- _READING TEXT_
■ ■ ■ ■

I'm trying to create a multi-species N-mixture model to calculate the abundance of animals using data from three repeated surveys at four different site types (with only one site surveyed for each of the four site types) and examine how site/survey-specific covariates influence each species abundance at each site type.
I've received a few errors that I think I corrected but am now stuck on the following error:
Compilation error on line 22.
Invalid subset expression for beta_cov_site_type
Index expressions on the left hand side of a relation must define a contiguous, increasing set of indices
Here is the code I've used:
# Data array for the counts of 3 species from three repeat surveys at 4 distinct site types
(obs_data <- array(
data = c(
c(c(0,0,0), c(5,0,0), c(0,6,0), c(0,0,11)),
c(c(19,10,0), c(2,27,0), c(0,4,70), c(3,0,1)),
c(c(14,0,0), c(1,13,0), c(0,0,0), c(0,0,0))
),
dim = c(4, 3, 3) # 4 sites x 3 surveys x 3 species
))
# Maximum water depth during each survey at each of the 4 site types
(covariates_site_type <- array(
data = c(
20,55,140,
120,30,55,
120,100,35,
45,120,100
),
dim = c(4, 3) # 4 sites x 3 surveys
))
# Number of species(3), sites(4), surveys(3), and site types(4)
(n_species <- dim(obs_data)[3])
(n_sites <- dim(obs_data)[1])
(n_surveys <- dim(obs_data)[2])
(n_site_types <- dim(covariates_site_type)[1])

■ ■ ■ ■

- _RAW RECORDS_
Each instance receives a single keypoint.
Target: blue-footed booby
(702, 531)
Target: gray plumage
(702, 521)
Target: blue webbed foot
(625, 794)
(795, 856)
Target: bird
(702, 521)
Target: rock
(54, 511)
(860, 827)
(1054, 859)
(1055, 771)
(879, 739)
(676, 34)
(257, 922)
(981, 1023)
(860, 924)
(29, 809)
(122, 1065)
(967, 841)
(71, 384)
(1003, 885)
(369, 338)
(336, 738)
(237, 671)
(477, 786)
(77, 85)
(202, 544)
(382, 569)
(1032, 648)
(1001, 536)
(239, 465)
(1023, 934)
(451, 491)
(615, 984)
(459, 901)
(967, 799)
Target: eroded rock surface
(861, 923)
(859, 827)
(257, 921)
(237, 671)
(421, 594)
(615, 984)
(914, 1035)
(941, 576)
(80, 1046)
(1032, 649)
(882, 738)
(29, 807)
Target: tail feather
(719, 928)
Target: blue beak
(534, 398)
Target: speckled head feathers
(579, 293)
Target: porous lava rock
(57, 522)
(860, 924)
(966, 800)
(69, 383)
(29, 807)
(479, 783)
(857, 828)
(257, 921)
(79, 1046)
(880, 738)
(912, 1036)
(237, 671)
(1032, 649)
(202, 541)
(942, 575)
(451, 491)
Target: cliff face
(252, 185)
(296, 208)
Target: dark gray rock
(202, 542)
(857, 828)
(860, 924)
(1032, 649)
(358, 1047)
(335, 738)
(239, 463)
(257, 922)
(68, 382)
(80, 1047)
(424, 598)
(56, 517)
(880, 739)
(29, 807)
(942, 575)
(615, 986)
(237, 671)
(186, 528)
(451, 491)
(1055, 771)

■ ■ ■ ■

- _REQUIREMENTS_
Quote the part of the model-error post between "# Number of" and "(n_site_types <- dim(covariates_site_type)[1])", inclusive. The listing comes from a separate source.

- _EXERCISE OUTPUT_
# Number of species(3), sites(4), surveys(3), and site types(4)
(n_species <- dim(obs_data)[3])
(n_sites <- dim(obs_data)[1])
(n_surveys <- dim(obs_data)[2])
(n_site_types <- dim(covariates_site_type)[1])